**PAGE TEXT:**

▬▬▬▬▬▬▬▬▬▬

# Why aren't my photos getting that "crisp" feel to them?



## KBM1016 (Jun 18, 2012)

I don't know what it is but I don't feel like my photos are getting a very "crisp" feel to them.  I have seen a lot of great photos where they are sharp as a tack but for some reason I can't grasp it.  Anyone have any ideas on how to improve in this area other than monopod or tripod?


----------



## Majeed Badizadegan (Jun 18, 2012)

Post examples.


----------



## 480sparky (Jun 18, 2012)

Post an example, preferably with exif data attached.


----------



## Kerbouchard (Jun 18, 2012)

Good lenses, tripod/appropriate shutter speed, appropriate DOF/focus, and proper exposure are what you do in camera.

My guess is your problem is on the post processing side.  All digital files need to be sharpened...either you can let the camera do it through picture controls, or you need to do it manually in post processing.  Manual will get you better results.


----------



## KBM1016 (Jun 20, 2012)

▬▬▬▬▬▬▬▬▬▬

**RECORDED INFORMATION:**
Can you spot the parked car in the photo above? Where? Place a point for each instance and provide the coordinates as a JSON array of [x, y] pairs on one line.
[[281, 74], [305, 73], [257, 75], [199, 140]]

▬▬▬▬▬▬▬▬▬▬

**WHAT YOU HAVE TO DO:**
Please set down the stretch of the thread about crisp photos from "# Why aren't" through "Badizadegan (Jun 18, 2012)", copied word for word.

**SOLUTION BELOW:**
# Why aren't my photos getting that "crisp" feel to them?



## KBM1016 (Jun 18, 2012)

I don't know what it is but I don't feel like my photos are getting a very "crisp" feel to them.  I have seen a lot of great photos where they are sharp as a tack but for some reason I can't grasp it.  Anyone have any ideas on how to improve in this area other than monopod or tripod?


----------



## Majeed Badizadegan (Jun 18, 2012)